▶ _Предоставленный текст_
▬▬▬
Отсюда и использование в массовой культуре таких жанров искусства, как детектив, вестерн, мелодрама, мюзикл, комикс. Именно в рамках этих жанров создаются упрощенные «версии жизни», которые сводят социальное зло к психологическим и моральным факторам. Этому служат такие ритуальные формулы массовой культуры, как «добродетель всегда вознаграждается», «любовь и вера (в себя, в Бога) всегда побеждает все».

XXI в. вошел в историю человечества как век страха. В реализации инстинкта страха особенно преуспел современный кинематограф, производящий в огромном количестве фильмы ужасов. Их основными сюжетами являются катастрофы, чудовища (монстры), дьяволы, духи, инопланетяне.

В последнее время в качестве повода для изображения катастрофы на телеэкранах все чаще стали использовать трагические события политической жизни – акты жестокого терроризма и похищения людей. И как результат, психика человека, «натренированная» фильмами-катастрофами, постепенно становится нечувствительной к происходящему в реальной жизни.
▬▬▬
▶ _Извлечённые материалы_
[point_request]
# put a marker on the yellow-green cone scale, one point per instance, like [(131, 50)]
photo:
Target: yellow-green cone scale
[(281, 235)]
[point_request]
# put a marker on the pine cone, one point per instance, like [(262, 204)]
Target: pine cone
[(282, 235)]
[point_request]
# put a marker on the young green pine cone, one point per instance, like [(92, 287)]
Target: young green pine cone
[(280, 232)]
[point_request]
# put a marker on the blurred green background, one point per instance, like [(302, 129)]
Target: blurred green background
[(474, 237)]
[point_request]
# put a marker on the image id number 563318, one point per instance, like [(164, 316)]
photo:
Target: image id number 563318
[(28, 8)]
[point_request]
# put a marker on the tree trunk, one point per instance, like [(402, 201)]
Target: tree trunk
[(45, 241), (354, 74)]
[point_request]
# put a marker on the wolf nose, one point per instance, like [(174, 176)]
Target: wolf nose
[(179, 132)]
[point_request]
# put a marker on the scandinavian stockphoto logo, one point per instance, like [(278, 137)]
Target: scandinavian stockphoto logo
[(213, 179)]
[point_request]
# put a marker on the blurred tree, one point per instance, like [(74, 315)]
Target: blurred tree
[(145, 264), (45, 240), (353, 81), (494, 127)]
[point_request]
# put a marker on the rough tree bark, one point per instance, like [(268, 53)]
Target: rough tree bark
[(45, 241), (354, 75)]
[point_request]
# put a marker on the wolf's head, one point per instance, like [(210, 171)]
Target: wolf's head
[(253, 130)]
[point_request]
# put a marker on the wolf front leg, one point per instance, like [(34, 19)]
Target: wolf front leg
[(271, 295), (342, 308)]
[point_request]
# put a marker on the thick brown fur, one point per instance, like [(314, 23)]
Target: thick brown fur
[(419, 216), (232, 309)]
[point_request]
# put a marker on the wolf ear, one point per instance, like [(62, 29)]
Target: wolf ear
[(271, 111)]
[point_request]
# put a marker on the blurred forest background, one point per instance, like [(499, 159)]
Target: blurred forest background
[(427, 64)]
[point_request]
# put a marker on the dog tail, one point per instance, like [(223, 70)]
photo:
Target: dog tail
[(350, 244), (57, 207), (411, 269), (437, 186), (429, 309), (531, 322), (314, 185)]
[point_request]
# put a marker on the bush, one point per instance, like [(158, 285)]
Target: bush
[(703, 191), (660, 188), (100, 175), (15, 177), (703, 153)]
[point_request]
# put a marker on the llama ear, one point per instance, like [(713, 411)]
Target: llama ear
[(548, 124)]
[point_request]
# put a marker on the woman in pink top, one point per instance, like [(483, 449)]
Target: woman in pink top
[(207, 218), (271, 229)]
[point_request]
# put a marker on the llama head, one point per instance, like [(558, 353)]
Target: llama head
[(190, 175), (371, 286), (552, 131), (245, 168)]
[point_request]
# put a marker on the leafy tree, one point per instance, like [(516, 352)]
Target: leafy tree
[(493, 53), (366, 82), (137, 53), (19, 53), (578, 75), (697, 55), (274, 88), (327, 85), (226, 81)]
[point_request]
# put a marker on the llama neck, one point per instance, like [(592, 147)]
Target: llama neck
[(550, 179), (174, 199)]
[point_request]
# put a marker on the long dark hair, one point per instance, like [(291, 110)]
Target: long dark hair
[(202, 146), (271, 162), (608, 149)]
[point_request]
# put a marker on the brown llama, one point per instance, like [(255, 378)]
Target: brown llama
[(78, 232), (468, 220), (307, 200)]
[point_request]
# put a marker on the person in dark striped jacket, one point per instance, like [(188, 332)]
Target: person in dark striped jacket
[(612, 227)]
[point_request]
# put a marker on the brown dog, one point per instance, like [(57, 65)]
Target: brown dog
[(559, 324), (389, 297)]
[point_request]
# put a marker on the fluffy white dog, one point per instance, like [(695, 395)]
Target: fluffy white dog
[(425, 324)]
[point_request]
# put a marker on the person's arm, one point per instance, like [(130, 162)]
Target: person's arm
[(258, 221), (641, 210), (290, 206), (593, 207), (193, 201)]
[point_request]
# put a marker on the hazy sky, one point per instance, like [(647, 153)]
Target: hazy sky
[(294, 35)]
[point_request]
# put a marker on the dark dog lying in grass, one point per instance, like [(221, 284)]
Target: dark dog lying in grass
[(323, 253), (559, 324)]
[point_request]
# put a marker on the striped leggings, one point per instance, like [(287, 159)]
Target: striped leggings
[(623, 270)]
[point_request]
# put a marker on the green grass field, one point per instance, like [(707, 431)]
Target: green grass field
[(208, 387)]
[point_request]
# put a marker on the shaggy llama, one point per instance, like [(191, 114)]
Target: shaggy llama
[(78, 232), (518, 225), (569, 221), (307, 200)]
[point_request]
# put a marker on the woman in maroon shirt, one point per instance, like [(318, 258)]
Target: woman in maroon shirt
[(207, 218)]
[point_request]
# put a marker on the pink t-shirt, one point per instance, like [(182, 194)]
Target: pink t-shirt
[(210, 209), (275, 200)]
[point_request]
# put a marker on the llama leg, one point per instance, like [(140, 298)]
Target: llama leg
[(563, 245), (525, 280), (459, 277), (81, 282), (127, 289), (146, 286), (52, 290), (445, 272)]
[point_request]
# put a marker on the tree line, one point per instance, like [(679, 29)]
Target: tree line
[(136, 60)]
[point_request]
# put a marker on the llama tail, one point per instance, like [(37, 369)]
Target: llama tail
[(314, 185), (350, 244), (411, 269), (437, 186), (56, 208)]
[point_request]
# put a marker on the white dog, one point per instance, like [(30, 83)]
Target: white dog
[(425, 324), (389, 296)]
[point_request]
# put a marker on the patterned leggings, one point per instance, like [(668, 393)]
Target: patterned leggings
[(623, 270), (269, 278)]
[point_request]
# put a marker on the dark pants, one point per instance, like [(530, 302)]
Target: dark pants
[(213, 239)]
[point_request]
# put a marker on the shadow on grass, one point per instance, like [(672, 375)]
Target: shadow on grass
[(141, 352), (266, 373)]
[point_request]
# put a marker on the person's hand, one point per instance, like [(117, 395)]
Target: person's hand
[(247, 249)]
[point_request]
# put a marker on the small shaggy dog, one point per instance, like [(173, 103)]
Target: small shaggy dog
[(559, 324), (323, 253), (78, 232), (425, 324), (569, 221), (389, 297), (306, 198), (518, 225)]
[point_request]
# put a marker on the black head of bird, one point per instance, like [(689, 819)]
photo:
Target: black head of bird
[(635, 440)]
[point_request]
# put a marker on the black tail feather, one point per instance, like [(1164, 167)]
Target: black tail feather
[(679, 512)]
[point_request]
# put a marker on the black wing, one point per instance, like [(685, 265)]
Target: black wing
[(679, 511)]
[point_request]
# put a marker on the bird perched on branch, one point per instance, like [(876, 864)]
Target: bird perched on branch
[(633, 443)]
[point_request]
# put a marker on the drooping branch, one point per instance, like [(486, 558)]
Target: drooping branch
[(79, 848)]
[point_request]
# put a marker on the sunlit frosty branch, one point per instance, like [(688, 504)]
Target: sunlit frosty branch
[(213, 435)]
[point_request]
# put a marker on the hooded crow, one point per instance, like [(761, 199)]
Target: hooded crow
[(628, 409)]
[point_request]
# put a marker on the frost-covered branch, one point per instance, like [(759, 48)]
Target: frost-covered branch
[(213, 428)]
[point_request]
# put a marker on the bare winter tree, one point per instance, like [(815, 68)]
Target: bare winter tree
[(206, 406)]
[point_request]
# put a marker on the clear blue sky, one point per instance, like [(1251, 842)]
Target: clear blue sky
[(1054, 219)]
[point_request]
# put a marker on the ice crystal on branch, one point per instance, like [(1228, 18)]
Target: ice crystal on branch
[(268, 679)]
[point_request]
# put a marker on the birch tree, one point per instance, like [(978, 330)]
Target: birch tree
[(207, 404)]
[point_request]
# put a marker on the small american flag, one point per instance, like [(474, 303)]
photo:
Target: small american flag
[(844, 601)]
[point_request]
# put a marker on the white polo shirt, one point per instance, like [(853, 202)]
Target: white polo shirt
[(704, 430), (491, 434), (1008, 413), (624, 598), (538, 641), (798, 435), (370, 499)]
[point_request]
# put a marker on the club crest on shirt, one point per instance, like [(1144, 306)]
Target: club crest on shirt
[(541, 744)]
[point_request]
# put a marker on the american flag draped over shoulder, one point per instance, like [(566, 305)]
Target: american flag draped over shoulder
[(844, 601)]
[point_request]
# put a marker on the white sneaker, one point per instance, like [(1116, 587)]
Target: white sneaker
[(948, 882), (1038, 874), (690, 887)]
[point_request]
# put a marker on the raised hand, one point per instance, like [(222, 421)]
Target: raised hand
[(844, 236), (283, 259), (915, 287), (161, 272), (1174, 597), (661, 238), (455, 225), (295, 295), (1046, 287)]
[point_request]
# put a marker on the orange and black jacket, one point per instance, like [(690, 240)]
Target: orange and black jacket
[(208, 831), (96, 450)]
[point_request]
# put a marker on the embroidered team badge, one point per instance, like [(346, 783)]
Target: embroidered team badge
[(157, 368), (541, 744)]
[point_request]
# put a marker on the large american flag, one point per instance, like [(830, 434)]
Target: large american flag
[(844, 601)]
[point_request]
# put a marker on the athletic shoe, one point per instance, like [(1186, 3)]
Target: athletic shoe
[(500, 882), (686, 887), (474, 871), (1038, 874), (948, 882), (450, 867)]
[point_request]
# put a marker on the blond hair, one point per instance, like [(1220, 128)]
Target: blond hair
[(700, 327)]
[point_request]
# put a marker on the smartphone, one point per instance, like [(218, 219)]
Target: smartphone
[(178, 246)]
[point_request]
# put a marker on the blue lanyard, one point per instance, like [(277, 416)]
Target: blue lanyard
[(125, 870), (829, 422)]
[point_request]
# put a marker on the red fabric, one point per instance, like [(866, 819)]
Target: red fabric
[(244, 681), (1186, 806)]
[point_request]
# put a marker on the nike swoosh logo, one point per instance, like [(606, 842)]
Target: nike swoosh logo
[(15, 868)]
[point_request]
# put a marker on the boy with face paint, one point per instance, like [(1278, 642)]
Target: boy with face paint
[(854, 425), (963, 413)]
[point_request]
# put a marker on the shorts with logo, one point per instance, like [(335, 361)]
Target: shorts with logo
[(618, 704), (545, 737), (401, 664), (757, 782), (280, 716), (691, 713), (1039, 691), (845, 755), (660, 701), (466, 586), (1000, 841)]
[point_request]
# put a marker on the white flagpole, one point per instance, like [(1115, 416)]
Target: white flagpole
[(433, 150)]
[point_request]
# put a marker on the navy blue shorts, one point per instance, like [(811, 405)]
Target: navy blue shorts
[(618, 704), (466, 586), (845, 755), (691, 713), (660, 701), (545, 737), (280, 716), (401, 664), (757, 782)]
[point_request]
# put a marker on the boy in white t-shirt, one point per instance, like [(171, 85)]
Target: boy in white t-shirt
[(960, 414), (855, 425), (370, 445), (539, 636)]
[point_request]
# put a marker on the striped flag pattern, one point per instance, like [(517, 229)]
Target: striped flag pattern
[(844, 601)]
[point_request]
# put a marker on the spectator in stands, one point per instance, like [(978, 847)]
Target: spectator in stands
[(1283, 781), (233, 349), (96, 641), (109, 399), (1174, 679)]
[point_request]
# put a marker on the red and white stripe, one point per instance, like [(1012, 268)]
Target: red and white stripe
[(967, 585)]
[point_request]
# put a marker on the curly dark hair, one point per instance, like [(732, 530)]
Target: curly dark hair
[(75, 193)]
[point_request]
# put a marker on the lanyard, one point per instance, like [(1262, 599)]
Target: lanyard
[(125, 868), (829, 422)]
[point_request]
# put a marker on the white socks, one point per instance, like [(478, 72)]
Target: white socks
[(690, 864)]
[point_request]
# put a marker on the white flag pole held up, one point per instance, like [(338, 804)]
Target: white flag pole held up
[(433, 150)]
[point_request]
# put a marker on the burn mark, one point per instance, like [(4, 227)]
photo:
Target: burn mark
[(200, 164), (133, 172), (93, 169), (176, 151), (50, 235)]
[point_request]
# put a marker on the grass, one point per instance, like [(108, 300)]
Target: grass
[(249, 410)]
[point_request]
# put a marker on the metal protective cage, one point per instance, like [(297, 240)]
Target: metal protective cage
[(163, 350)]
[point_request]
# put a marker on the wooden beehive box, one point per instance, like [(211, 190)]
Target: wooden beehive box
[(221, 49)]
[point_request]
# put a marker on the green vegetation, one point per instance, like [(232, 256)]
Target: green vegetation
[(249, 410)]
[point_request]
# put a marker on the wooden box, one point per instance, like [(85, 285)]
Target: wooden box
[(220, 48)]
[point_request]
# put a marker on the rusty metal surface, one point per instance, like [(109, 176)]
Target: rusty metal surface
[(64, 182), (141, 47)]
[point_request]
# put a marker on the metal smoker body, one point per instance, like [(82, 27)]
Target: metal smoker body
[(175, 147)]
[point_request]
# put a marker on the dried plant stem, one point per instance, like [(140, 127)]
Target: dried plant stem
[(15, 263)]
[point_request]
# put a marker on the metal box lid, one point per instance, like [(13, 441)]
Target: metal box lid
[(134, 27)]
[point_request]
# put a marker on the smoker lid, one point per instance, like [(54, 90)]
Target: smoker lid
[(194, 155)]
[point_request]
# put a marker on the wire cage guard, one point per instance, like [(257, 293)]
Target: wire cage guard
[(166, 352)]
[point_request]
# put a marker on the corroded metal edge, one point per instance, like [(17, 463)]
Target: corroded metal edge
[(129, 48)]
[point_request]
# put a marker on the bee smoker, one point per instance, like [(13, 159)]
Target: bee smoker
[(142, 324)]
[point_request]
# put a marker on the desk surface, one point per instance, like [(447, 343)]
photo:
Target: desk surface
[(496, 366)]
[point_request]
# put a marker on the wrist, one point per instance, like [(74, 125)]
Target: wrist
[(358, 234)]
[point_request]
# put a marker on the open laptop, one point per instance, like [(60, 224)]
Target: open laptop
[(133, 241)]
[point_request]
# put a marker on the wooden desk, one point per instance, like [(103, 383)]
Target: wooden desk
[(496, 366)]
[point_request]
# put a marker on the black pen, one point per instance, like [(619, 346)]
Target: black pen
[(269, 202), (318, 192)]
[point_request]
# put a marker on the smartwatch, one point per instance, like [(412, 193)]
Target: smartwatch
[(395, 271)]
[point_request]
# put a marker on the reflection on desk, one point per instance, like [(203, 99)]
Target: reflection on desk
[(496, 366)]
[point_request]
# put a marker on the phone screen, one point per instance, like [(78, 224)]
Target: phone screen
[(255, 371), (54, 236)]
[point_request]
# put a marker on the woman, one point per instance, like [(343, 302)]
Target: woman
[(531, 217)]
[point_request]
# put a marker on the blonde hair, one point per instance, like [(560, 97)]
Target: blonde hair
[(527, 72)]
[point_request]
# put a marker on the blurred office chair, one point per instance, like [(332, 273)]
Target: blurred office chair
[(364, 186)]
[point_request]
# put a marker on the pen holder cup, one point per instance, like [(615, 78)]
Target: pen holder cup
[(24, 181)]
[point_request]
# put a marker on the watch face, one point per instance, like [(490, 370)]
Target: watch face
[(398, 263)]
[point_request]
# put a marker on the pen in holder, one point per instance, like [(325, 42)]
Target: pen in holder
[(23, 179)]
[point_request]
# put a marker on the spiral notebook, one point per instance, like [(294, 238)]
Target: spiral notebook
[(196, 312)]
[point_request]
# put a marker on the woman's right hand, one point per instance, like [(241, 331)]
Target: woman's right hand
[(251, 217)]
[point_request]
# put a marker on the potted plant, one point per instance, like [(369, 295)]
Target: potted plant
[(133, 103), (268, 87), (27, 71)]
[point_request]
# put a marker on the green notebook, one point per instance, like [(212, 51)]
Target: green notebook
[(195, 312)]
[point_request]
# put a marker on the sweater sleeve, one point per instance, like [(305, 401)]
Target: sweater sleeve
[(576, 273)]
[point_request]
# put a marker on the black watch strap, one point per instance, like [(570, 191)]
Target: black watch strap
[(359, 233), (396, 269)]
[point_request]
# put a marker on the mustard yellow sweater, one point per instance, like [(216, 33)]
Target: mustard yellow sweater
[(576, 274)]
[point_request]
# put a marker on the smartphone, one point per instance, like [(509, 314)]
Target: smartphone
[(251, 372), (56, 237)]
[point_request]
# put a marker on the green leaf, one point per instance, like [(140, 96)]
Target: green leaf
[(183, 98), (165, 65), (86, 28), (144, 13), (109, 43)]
▬▬▬
▶ _Что нужно сделать_
1/ Ответьте на вопросы по предоставленному тексту:
(a) Какие жанры искусства названы в связи с массовой культурой?
(b) Как назван XXI век?
(c) Что в последнее время всё чаще используют как повод для изображения катастрофы на телеэкранах?
2/ Выведите дословно фрагмент предоставленного текста: начните с места, где стоят слова «Отсюда и использование», и остановитесь после слов «дьяволы, духи, инопланетяне.».
Задания выполняются исключительно по предоставленному тексту.

▶ _Ответы к заданию_
1/
(a) Детектив, вестерн, мелодрама, мюзикл, комикс.
(b) Век страха.
(c) Трагические события политической жизни: акты жестокого терроризма и похищения людей.

2/
Отсюда и использование в массовой культуре таких жанров искусства, как детектив, вестерн, мелодрама, мюзикл, комикс. Именно в рамках этих жанров создаются упрощенные «версии жизни», которые сводят социальное зло к психологическим и моральным факторам. Этому служат такие ритуальные формулы массовой культуры, как «добродетель всегда вознаграждается», «любовь и вера (в себя, в Бога) всегда побеждает все».

XXI в. вошел в историю человечества как век страха. В реализации инстинкта страха особенно преуспел современный кинематограф, производящий в огромном количестве фильмы ужасов. Их основными сюжетами являются катастрофы, чудовища (монстры), дьяволы, духи, инопланетяне.